Excerpts from point annotation data:

══════════════════════════════

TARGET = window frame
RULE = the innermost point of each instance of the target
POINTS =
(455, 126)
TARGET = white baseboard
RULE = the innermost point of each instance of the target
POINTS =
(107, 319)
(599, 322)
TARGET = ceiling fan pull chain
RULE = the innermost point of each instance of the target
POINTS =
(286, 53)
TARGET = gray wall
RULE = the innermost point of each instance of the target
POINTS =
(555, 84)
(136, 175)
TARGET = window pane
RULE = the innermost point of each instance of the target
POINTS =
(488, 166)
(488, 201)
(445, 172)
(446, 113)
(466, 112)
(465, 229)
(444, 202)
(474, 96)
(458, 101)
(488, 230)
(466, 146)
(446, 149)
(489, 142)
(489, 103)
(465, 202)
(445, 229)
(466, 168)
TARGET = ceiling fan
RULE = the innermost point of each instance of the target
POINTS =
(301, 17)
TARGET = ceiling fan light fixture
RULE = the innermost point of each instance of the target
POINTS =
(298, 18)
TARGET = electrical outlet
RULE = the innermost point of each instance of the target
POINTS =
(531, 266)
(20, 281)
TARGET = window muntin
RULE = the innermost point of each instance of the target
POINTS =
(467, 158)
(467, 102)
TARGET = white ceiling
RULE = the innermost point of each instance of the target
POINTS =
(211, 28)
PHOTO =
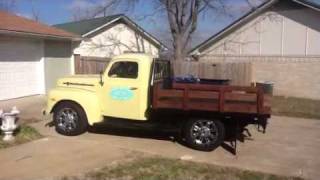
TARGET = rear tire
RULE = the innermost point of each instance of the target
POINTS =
(70, 119)
(204, 134)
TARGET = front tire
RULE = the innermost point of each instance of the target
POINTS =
(204, 134)
(70, 119)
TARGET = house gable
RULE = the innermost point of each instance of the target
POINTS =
(114, 40)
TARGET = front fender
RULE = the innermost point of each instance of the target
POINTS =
(88, 100)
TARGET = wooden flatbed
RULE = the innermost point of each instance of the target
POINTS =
(212, 98)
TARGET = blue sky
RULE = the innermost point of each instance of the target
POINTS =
(60, 11)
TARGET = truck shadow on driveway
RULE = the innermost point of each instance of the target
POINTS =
(127, 129)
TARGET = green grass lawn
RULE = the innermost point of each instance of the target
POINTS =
(169, 169)
(23, 134)
(296, 107)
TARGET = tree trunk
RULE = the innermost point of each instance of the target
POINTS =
(179, 49)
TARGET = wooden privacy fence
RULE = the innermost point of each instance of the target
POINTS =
(240, 73)
(90, 65)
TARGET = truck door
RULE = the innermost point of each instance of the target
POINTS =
(121, 91)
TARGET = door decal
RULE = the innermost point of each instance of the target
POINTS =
(121, 93)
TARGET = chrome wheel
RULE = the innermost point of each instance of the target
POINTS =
(204, 132)
(67, 119)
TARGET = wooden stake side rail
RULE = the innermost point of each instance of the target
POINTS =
(216, 98)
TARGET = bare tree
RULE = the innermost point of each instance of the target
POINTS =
(88, 9)
(7, 5)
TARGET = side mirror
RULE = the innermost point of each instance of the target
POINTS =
(101, 78)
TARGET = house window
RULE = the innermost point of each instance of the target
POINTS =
(124, 69)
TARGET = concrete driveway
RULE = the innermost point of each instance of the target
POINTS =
(291, 147)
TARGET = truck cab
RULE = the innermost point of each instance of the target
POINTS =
(134, 85)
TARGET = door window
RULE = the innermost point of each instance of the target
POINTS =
(124, 69)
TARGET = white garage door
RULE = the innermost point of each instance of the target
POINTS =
(21, 69)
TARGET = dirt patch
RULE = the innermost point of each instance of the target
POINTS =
(171, 169)
(23, 134)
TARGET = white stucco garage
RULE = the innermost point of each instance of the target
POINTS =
(32, 56)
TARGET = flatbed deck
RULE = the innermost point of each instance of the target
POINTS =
(213, 98)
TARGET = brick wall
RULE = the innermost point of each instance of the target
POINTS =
(292, 76)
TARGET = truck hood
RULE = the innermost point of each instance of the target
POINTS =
(88, 82)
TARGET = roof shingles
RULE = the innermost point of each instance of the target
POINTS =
(85, 26)
(17, 24)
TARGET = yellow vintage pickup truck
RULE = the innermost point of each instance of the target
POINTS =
(139, 88)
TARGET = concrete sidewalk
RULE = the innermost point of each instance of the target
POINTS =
(290, 147)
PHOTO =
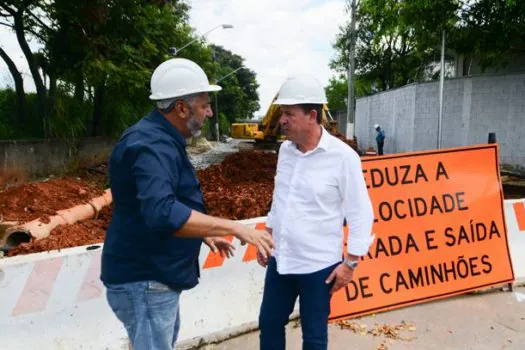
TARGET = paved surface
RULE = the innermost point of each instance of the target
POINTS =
(490, 320)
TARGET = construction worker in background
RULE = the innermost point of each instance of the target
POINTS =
(380, 139)
(152, 245)
(319, 183)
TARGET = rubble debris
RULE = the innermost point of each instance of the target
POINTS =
(91, 231)
(241, 186)
(388, 331)
(30, 201)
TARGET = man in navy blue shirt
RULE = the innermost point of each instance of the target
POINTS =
(159, 219)
(380, 139)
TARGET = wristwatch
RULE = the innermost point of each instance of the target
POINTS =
(352, 264)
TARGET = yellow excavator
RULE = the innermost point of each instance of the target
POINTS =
(269, 131)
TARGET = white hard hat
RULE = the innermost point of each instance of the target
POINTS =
(179, 77)
(302, 89)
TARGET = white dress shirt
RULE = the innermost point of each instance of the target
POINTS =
(314, 192)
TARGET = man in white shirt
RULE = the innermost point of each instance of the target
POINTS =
(319, 183)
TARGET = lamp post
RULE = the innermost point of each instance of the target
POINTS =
(174, 51)
(217, 104)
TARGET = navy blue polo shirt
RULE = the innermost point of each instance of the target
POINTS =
(154, 189)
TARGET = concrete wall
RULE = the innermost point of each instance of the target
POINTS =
(473, 107)
(20, 160)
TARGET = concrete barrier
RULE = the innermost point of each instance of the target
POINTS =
(515, 219)
(55, 300)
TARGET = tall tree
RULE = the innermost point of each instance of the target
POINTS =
(23, 17)
(239, 97)
(19, 88)
(399, 40)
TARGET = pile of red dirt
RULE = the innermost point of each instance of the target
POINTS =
(241, 186)
(34, 200)
(238, 188)
(91, 231)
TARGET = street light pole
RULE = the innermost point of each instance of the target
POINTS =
(217, 103)
(441, 86)
(350, 111)
(174, 51)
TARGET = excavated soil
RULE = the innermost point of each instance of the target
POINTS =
(240, 187)
(31, 201)
(85, 232)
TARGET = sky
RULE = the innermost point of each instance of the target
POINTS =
(277, 38)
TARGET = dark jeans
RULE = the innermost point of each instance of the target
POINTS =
(380, 145)
(280, 294)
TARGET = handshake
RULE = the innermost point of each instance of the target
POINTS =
(262, 240)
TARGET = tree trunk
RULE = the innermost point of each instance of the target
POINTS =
(20, 93)
(33, 67)
(79, 88)
(52, 94)
(100, 91)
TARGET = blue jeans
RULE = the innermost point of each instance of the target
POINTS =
(280, 294)
(149, 311)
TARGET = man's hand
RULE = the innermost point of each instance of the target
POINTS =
(260, 239)
(263, 261)
(220, 245)
(342, 275)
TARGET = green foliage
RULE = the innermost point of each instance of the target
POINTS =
(337, 91)
(238, 98)
(224, 124)
(98, 58)
(398, 41)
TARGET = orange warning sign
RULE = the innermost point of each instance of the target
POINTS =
(439, 226)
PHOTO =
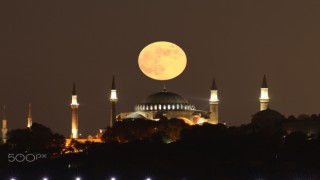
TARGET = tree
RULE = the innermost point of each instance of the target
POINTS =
(36, 139)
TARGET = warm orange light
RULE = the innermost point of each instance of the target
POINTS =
(162, 60)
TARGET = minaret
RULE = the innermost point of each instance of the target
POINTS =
(264, 96)
(4, 126)
(113, 101)
(214, 103)
(74, 109)
(29, 124)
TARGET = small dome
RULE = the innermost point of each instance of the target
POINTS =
(164, 97)
(267, 118)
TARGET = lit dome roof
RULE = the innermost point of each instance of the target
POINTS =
(164, 97)
(164, 101)
(267, 117)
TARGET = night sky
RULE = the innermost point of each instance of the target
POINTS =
(47, 45)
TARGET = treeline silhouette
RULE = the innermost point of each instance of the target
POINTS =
(171, 149)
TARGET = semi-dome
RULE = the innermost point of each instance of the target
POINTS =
(267, 118)
(164, 101)
(164, 97)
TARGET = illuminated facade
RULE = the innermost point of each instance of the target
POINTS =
(74, 116)
(169, 105)
(264, 95)
(4, 129)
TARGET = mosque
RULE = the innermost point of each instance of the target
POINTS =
(163, 104)
(168, 105)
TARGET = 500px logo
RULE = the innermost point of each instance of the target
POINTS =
(25, 157)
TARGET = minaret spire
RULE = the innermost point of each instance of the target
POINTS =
(264, 95)
(214, 86)
(29, 123)
(264, 82)
(113, 100)
(164, 88)
(113, 85)
(74, 113)
(214, 103)
(4, 129)
(74, 89)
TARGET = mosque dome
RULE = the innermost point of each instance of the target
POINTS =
(267, 118)
(164, 101)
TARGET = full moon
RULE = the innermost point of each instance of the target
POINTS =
(162, 60)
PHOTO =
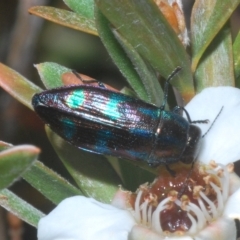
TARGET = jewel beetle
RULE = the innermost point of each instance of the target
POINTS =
(106, 122)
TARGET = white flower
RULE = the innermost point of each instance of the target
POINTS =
(86, 219)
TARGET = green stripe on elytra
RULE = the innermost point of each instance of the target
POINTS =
(111, 109)
(76, 99)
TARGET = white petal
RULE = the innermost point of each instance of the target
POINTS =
(84, 218)
(222, 229)
(143, 233)
(232, 208)
(222, 141)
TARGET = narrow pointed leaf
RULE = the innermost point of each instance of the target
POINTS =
(65, 18)
(49, 183)
(82, 7)
(208, 17)
(143, 26)
(145, 71)
(51, 74)
(236, 56)
(14, 161)
(17, 85)
(4, 145)
(19, 207)
(216, 65)
(92, 172)
(119, 56)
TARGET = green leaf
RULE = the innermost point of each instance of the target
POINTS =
(133, 173)
(17, 85)
(216, 66)
(14, 161)
(82, 7)
(4, 145)
(19, 207)
(145, 71)
(92, 172)
(208, 17)
(65, 18)
(51, 74)
(236, 57)
(49, 183)
(144, 27)
(119, 56)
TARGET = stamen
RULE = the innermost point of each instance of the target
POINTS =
(219, 197)
(156, 220)
(193, 228)
(136, 206)
(204, 209)
(211, 205)
(159, 207)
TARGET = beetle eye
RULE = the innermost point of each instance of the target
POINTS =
(192, 146)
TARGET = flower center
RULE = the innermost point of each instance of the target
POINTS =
(185, 203)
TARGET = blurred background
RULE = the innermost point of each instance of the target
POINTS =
(26, 40)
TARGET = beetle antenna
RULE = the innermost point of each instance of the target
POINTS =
(166, 86)
(100, 84)
(212, 123)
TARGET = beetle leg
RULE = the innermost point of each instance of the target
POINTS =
(165, 92)
(177, 108)
(172, 172)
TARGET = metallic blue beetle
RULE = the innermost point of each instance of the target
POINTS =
(98, 120)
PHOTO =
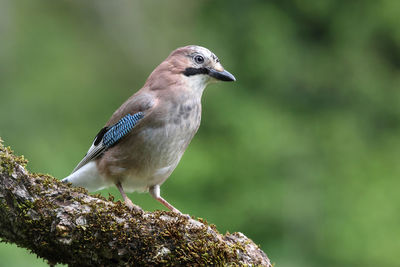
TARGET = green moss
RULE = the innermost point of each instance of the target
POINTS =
(139, 243)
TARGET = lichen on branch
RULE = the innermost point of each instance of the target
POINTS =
(63, 224)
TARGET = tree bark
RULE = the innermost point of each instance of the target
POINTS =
(63, 224)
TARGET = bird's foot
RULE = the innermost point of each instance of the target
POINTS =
(133, 207)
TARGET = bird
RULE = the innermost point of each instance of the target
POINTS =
(143, 141)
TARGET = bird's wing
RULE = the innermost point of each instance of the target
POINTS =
(109, 136)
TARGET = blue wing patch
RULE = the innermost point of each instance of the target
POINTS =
(121, 128)
(108, 136)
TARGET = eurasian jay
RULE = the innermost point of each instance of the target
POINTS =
(145, 138)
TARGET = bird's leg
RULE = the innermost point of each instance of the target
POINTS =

══════════════════════════════

▸ **Written request**: Quote, without alteration, the final stretch of the entries: the line with "TARGET = tree bark" onward to the last line.

▸ **Response below**:
TARGET = tree bark
RULE = the innermost point of each instance of the target
POINTS =
(63, 224)
TARGET = bird's foot
RULE = the innermost point of each instance of the target
POINTS =
(133, 207)
TARGET = bird
RULE = the innermost point of each instance of the target
POINTS =
(143, 141)
TARGET = bird's wing
RULE = the innermost point of each instance of the target
POINTS =
(109, 136)
TARGET = blue wing patch
RULE = the innermost point of each instance of the target
POINTS =
(121, 128)
(108, 136)
TARGET = eurasian jay
RULE = the innermost point of each instance of the target
POINTS =
(145, 138)
TARGET = bird's leg
RULE = the innermost point of each instance of the target
POINTS =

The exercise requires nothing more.